● Brano estratto:
--------------------------------------------------
Mentre si attende la fine di questo periodo di autoreclusione, è importante cominciare adinterrogarsi su quali saranno le modalità per attraversare la cosiddetta “fase due” della pandemia da Coronavirus, quella cioè in cui il nostro Paese potrà cominciare a riavviarsi verso quella “normalità” che tutti desideriamo.
Quella che ci aspetta, però, sarà probabilmente una “normalità” diversa da quella a cui eravamo abituati. Stando a quanto si legge sugli organi di stampa e alle opinioni degli esperti, ci troveremo infatti a dover convivere con Covid-19 per qualche tempo.
E se la tecnologia ci ha permesso di “tamponare” in qualche modo l’impossibilità di fruire del nostro patrimonio culturale in queste settimane di emergenza, grazie alla numerose iniziative che hanno permesso per esempio di godere di visite virtuali attraverso il Web, nel prossimo futuro dovremo trovare il modo di sfruttare l’innovazione per garantire un nuovo modo di gestire l’accesso agli enti museali e a tutti quegli spazi fisici che dovranno essere attraversati, giocoforza, usando cautele che non siamo abituati ad avere.
--------------------------------------------------
● Consegna: Riporta il brano sulla fase due della pandemia da «E se la tecnologia» fino a «abituati ad avere.» incluso. Le righe non hanno alcun legame con il brano.
--------------------------------------------------
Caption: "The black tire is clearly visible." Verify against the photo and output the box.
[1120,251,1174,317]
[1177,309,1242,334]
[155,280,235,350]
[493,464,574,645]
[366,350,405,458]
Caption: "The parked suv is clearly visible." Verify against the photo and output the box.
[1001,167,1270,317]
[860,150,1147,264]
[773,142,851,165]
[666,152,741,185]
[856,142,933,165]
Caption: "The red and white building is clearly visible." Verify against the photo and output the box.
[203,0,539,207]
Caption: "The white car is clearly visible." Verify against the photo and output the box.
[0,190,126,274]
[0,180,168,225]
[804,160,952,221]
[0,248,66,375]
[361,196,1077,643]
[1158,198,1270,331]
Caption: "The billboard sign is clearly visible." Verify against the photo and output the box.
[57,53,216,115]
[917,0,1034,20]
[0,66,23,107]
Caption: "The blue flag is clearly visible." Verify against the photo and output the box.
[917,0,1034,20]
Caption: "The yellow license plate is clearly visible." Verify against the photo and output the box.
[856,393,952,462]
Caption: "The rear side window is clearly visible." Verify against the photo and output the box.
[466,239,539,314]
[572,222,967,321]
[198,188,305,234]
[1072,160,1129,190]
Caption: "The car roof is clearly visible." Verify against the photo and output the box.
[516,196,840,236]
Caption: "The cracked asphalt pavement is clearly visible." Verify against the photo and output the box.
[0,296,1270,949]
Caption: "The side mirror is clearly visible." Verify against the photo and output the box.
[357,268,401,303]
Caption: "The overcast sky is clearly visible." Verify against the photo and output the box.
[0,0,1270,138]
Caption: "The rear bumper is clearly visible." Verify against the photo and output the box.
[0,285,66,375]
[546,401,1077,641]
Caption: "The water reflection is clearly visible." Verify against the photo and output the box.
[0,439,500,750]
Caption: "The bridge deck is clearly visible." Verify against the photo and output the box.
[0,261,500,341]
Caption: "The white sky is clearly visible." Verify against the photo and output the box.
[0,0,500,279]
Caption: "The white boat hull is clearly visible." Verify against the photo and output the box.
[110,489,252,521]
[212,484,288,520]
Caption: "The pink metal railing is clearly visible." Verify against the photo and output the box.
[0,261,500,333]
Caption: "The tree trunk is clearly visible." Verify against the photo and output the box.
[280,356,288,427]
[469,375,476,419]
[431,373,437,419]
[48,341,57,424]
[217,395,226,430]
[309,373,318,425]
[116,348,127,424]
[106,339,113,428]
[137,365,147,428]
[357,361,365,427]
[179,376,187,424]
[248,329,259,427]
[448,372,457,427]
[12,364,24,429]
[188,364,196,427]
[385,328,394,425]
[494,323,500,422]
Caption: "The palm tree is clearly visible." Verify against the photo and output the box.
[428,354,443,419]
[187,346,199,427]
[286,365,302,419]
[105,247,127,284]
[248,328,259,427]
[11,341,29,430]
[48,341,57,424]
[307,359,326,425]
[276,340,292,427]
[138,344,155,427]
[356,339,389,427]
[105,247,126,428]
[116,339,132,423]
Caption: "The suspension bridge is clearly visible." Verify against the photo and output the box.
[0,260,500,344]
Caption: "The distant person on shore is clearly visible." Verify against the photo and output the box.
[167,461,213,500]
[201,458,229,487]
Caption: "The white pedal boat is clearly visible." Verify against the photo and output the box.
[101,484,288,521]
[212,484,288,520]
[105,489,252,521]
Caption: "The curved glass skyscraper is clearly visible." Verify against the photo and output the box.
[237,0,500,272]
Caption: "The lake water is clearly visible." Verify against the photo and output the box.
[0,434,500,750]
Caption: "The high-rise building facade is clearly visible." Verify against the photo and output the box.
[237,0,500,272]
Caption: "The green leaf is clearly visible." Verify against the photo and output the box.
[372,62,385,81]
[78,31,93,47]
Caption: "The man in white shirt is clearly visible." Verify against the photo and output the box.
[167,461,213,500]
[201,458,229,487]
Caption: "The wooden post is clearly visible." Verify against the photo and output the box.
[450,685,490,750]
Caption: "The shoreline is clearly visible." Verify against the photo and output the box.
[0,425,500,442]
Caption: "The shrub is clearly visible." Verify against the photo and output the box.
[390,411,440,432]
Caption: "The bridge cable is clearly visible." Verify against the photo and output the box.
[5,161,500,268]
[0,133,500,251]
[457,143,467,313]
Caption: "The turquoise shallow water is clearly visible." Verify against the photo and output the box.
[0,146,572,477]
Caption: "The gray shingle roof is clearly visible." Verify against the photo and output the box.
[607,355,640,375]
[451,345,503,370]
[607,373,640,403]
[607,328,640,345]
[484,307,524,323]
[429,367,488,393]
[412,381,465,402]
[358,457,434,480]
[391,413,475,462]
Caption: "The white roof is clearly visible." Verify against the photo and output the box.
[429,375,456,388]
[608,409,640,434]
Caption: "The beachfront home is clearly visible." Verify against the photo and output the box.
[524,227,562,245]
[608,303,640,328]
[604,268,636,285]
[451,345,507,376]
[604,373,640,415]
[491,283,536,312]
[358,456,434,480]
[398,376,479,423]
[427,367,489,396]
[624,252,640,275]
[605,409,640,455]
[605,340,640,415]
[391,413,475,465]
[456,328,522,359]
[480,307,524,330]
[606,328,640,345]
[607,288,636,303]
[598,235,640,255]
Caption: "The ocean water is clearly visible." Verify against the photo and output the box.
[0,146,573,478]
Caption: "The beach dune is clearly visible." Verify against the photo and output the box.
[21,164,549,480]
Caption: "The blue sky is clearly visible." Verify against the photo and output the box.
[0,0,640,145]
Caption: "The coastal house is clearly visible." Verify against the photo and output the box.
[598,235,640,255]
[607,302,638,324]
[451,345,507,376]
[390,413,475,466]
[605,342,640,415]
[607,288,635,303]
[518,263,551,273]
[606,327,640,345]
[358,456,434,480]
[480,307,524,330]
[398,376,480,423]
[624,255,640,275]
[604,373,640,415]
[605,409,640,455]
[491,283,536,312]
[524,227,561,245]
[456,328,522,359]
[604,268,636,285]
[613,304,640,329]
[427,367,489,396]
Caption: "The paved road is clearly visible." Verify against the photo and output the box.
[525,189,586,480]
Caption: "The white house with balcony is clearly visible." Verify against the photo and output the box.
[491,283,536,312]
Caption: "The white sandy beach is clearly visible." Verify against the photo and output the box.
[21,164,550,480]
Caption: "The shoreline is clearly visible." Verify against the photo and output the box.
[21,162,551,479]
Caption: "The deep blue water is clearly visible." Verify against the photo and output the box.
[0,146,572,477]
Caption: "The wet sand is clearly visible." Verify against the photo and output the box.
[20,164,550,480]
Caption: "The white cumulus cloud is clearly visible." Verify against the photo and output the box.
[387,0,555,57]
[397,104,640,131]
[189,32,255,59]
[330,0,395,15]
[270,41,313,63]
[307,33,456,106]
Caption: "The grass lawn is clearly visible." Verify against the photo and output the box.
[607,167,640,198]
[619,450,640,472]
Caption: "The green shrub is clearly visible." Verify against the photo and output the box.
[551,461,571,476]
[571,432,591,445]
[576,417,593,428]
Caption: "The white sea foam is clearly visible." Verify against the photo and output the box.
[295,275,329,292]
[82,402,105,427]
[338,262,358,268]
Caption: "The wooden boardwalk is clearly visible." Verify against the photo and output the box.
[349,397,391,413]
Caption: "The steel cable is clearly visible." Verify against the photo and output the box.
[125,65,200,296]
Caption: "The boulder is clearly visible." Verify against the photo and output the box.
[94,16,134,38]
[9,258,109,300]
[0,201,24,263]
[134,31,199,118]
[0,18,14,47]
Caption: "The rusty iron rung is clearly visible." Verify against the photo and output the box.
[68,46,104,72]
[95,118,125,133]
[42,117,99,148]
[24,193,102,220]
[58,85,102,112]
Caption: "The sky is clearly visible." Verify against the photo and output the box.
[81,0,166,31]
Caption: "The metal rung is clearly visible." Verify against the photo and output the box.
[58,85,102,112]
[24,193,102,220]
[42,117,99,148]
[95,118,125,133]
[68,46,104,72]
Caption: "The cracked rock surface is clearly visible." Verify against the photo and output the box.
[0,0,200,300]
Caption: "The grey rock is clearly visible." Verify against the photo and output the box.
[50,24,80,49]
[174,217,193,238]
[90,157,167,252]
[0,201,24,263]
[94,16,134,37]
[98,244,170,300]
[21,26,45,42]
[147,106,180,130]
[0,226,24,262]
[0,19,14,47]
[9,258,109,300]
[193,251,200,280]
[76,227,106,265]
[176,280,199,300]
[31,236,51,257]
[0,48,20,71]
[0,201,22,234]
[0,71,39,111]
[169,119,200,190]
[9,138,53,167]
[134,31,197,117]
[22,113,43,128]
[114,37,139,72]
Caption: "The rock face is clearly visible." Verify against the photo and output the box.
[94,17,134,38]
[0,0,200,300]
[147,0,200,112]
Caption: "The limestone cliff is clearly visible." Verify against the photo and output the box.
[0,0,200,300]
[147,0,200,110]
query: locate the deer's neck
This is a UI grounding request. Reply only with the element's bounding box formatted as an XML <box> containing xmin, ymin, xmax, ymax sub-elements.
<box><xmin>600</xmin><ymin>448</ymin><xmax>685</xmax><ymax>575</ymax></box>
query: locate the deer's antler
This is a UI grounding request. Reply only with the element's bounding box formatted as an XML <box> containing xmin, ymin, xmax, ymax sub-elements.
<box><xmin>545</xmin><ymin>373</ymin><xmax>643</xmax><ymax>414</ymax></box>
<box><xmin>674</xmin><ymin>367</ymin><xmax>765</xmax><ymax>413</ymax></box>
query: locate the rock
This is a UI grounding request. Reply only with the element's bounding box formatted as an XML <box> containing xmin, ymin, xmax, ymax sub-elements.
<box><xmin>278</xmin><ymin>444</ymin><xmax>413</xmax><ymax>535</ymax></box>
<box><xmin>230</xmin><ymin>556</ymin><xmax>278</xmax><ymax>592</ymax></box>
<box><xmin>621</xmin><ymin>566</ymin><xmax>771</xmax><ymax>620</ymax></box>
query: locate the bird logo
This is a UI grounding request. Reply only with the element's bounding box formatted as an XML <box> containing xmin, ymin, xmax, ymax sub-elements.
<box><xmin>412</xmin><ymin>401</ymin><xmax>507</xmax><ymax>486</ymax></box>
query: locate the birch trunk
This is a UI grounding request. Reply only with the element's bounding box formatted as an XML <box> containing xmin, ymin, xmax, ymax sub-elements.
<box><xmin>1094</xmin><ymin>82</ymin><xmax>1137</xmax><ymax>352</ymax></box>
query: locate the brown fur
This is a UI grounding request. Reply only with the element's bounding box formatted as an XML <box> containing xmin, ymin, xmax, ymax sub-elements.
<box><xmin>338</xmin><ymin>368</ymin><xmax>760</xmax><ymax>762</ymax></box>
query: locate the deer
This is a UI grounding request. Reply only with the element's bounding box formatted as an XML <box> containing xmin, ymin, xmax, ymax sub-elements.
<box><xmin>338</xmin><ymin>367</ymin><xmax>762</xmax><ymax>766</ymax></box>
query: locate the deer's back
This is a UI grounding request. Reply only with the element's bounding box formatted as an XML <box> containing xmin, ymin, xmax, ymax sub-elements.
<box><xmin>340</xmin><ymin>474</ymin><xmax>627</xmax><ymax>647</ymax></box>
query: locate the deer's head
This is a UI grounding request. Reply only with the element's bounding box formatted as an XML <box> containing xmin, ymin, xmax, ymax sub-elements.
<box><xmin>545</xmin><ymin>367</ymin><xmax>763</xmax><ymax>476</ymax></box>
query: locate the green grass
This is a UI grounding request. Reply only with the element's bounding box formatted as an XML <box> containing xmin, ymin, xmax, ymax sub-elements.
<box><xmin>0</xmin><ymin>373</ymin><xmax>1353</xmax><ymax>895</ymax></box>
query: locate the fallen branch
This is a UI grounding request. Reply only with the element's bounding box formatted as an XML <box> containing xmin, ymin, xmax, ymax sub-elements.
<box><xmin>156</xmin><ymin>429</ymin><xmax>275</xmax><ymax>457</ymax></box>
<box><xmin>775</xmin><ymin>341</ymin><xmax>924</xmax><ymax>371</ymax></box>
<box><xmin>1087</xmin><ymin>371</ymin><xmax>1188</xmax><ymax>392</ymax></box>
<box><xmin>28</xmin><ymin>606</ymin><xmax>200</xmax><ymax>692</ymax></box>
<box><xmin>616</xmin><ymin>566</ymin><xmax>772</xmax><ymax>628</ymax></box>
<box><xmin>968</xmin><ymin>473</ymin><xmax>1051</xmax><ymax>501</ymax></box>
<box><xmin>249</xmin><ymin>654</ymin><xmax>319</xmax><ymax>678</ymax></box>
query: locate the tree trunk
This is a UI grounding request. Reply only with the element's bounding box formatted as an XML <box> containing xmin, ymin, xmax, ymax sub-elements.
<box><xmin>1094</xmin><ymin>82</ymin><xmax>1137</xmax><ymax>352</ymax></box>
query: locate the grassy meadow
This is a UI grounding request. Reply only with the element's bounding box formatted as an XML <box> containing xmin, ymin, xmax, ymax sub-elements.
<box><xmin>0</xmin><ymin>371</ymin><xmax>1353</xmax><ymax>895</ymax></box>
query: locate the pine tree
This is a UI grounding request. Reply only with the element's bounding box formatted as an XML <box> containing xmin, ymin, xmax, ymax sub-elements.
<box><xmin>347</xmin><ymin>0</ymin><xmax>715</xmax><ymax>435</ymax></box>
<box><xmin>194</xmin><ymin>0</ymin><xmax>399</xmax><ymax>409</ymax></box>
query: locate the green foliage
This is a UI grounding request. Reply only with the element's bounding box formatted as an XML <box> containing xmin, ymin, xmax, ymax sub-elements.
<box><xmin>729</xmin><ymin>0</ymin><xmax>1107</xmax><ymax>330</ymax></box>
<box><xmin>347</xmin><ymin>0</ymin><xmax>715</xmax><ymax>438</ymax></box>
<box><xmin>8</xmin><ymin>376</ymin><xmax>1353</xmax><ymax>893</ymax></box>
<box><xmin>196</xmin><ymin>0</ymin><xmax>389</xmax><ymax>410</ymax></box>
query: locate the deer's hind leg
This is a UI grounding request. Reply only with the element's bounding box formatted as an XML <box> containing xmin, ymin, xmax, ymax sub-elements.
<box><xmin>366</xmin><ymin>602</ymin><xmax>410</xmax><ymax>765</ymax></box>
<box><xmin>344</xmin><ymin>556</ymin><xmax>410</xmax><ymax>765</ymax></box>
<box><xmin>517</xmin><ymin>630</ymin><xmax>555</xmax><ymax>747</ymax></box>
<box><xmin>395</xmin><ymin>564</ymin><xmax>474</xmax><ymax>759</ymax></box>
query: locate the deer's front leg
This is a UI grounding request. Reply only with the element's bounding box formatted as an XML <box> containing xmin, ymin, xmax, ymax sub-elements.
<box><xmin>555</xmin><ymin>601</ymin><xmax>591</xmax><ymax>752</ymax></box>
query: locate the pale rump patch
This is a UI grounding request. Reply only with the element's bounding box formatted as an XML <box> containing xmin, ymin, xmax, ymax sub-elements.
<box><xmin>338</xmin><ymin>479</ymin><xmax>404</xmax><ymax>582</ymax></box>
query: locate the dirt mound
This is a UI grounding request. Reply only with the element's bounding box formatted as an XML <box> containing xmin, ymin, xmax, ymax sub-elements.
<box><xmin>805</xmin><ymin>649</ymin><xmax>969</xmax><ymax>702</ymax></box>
--------------------------------------------------
● Soluzione:
E se la tecnologia ci ha permesso di “tamponare” in qualche modo l’impossibilità di fruire del nostro patrimonio culturale in queste settimane di emergenza, grazie alla numerose iniziative che hanno permesso per esempio di godere di visite virtuali attraverso il Web, nel prossimo futuro dovremo trovare il modo di sfruttare l’innovazione per garantire un nuovo modo di gestire l’accesso agli enti museali e a tutti quegli spazi fisici che dovranno essere attraversati, giocoforza, usando cautele che non siamo abituati ad avere.